(The request): Would you copy out the whole listing exactly as given?

(Given records):
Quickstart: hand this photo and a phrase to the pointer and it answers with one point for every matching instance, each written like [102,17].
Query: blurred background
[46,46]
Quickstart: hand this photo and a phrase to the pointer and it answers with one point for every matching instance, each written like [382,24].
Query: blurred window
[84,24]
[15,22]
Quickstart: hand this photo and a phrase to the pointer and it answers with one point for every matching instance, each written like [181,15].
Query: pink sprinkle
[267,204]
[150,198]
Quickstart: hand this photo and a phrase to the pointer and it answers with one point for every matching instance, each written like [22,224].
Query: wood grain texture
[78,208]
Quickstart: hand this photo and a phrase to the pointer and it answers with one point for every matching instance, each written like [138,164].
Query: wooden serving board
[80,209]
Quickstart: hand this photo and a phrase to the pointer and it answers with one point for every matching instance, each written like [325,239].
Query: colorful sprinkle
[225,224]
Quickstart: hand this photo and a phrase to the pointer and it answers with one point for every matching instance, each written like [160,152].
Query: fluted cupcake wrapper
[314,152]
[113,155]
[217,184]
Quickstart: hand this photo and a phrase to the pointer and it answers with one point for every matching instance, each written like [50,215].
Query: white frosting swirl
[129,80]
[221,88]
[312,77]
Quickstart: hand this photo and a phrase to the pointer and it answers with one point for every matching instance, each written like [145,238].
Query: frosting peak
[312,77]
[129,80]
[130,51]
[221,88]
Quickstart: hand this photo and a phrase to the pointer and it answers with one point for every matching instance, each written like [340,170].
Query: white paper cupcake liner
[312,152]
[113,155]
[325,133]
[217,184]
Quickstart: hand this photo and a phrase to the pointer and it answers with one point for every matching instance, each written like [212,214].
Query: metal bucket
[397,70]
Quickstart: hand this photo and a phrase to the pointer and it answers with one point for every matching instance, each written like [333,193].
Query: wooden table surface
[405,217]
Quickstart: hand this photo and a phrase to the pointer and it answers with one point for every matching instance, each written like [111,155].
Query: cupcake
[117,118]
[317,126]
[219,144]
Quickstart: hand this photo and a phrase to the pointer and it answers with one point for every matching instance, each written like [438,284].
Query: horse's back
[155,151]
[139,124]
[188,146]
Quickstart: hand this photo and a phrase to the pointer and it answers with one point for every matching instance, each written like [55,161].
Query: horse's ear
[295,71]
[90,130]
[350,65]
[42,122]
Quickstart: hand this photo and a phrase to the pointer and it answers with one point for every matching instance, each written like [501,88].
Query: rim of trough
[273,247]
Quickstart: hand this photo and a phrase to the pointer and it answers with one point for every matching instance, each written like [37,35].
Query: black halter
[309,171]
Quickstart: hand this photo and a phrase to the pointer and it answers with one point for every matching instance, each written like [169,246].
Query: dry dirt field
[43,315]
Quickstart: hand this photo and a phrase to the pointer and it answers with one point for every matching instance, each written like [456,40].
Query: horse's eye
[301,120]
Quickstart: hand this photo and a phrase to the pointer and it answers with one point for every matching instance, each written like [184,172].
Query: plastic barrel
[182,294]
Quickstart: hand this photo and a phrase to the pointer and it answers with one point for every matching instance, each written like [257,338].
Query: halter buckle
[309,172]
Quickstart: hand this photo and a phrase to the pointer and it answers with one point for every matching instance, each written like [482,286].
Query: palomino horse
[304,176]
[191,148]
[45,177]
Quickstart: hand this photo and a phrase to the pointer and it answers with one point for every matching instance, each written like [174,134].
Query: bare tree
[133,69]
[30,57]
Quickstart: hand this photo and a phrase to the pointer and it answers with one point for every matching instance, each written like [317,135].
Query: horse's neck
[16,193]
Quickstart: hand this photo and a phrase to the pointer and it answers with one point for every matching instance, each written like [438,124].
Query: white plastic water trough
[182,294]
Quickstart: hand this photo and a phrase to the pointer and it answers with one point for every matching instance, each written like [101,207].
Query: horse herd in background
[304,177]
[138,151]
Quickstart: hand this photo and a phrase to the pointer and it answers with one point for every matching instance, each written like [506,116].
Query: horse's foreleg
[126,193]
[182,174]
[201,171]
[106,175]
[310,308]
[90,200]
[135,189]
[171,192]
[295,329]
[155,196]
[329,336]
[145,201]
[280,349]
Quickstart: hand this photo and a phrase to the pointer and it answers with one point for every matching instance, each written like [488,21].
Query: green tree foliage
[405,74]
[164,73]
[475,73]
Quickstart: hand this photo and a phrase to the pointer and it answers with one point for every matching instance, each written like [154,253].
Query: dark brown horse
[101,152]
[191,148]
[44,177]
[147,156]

(Exercise result):
Quickstart: hand this photo and a phrase to the pointer and it answers with one point for every matching instance, each written like [102,17].
Query: blurred background
[46,46]
Quickstart: hand this photo and a phrase to the pointer and it answers with one point for every matching instance, each written like [382,24].
Query: blurred window
[84,24]
[15,22]
Quickstart: hand this photo and a phrase to the pointer and it answers with one point for every matching instance, each written like [181,15].
Query: pink sprinkle
[267,204]
[150,198]
Quickstart: hand this photo and a phrase to the pointer and it answers with one point for every matching instance, each written like [22,224].
Query: wood grain texture
[78,208]
Quickstart: hand this photo and a phrase to the pointer and it answers with one point for every matching instance, each written like [138,164].
Query: wooden serving board
[80,209]
Quickstart: hand this photo and a phrase to the pointer and it answers with one point for every matching instance, each written like [325,239].
Query: colorful sprinkle
[225,224]
Quickstart: hand this photo and a phrase to the pointer and it answers with one point for every matching instance, each written like [160,152].
Query: fluted cupcake wrapper
[314,152]
[113,155]
[217,184]
Quickstart: hand this photo and a phrase to the pointer and it answers with one point for every matching instance, each written like [50,215].
Query: white frosting swirl
[129,80]
[221,88]
[312,77]
Quickstart: hand this photo and a phrase to the pointer and it answers with one point for every matching instance, each written like [145,238].
Query: frosting peak
[312,77]
[129,80]
[130,51]
[221,88]
Quickstart: hand this photo and a phrase to the pointer and it answers with one point for every matching instance, each written like [340,170].
Query: white paper cupcake liner
[312,152]
[113,155]
[325,133]
[217,184]
Quickstart: hand this photo and a phrase to the pointer and it answers with one point for every matching instance, each written like [212,214].
Query: metal bucket
[397,70]
Quickstart: hand this photo and a phrase to the pointer and it answers with one point for every matching instance, each written like [333,193].
Query: wooden table surface
[405,217]
Quickstart: hand this photo and a phrase to the pointer and it answers with one point for every matching instance, each written like [111,155].
Query: cupcake
[117,118]
[317,126]
[219,144]
Quickstart: hand this photo and a phrase to the pointer and it answers with one point for every matching instance, each written like [438,284].
Query: horse's back
[155,151]
[139,124]
[188,146]
Quickstart: hand this photo and a phrase to the pointer and it answers with one point for every matching instance, each written like [55,161].
Query: horse's ear
[295,71]
[90,130]
[350,65]
[42,122]
Quickstart: hand this photo and a phrase to the pointer and it answers with one point for every matching instance, each written like [501,88].
Query: rim of trough
[273,247]
Quickstart: hand this photo and a phrase to the pointer and it answers with one point for every matching instance, each written like [37,35].
Query: black halter
[309,171]
Quickstart: hand this photo and a phrase to the pointer and it answers with one point for every matching instance, each written like [169,246].
Query: dry dirt field
[43,315]
Quickstart: hand this photo and a phrase to the pointer and it answers with one point for every matching instance, each written like [456,40].
Query: horse's eye
[301,120]
Quickstart: hand this photo and a phrase to the pointer and it answers with one point for every matching instance, each written like [184,172].
Query: plastic barrel
[182,294]
Quickstart: hand this photo and a phrase to the pointer and it answers with one point for every matching instance, each written like [257,338].
Query: halter buckle
[309,172]
Quickstart: hand this photo and a phrase to the pointer and it answers with one point for every matching instance, each written like [482,286].
Query: palomino horse
[304,176]
[191,148]
[45,177]
Quickstart: hand this photo and a phrase to the pointer and it answers with one point for every matching instance, each written like [174,134].
Query: bare tree
[133,69]
[30,57]
Quickstart: hand this photo and a phrase to the pointer and it answers with one point for every matching instance, each written like [317,135].
Query: horse's neck
[16,193]
Quickstart: hand this photo and a phrase to the pointer and it answers with one point for every matching instance, each written like [438,124].
Query: white plastic water trough
[182,294]
Quickstart: hand this photo and a phrase to the pointer and it answers with one point for every matching instance, each written like [101,207].
Query: horse herd in background
[304,177]
[138,151]
Quickstart: hand this photo and a phrase to the pointer and it answers with one point for every matching instance, each written like [506,116].
Query: horse's foreleg
[126,193]
[182,174]
[201,171]
[106,175]
[310,308]
[90,200]
[135,189]
[171,192]
[295,329]
[155,196]
[329,336]
[145,201]
[280,349]
Quickstart: hand this photo and a phrase to the pointer and it answers with one point for every matching instance, each written like [488,21].
Query: green tree foliage
[405,74]
[164,73]
[475,73]
Quickstart: hand this photo and a phrase to the pointer and it answers with one point for every matching instance, each written like [154,253].
Query: dark brown horse
[101,152]
[191,148]
[44,177]
[147,156]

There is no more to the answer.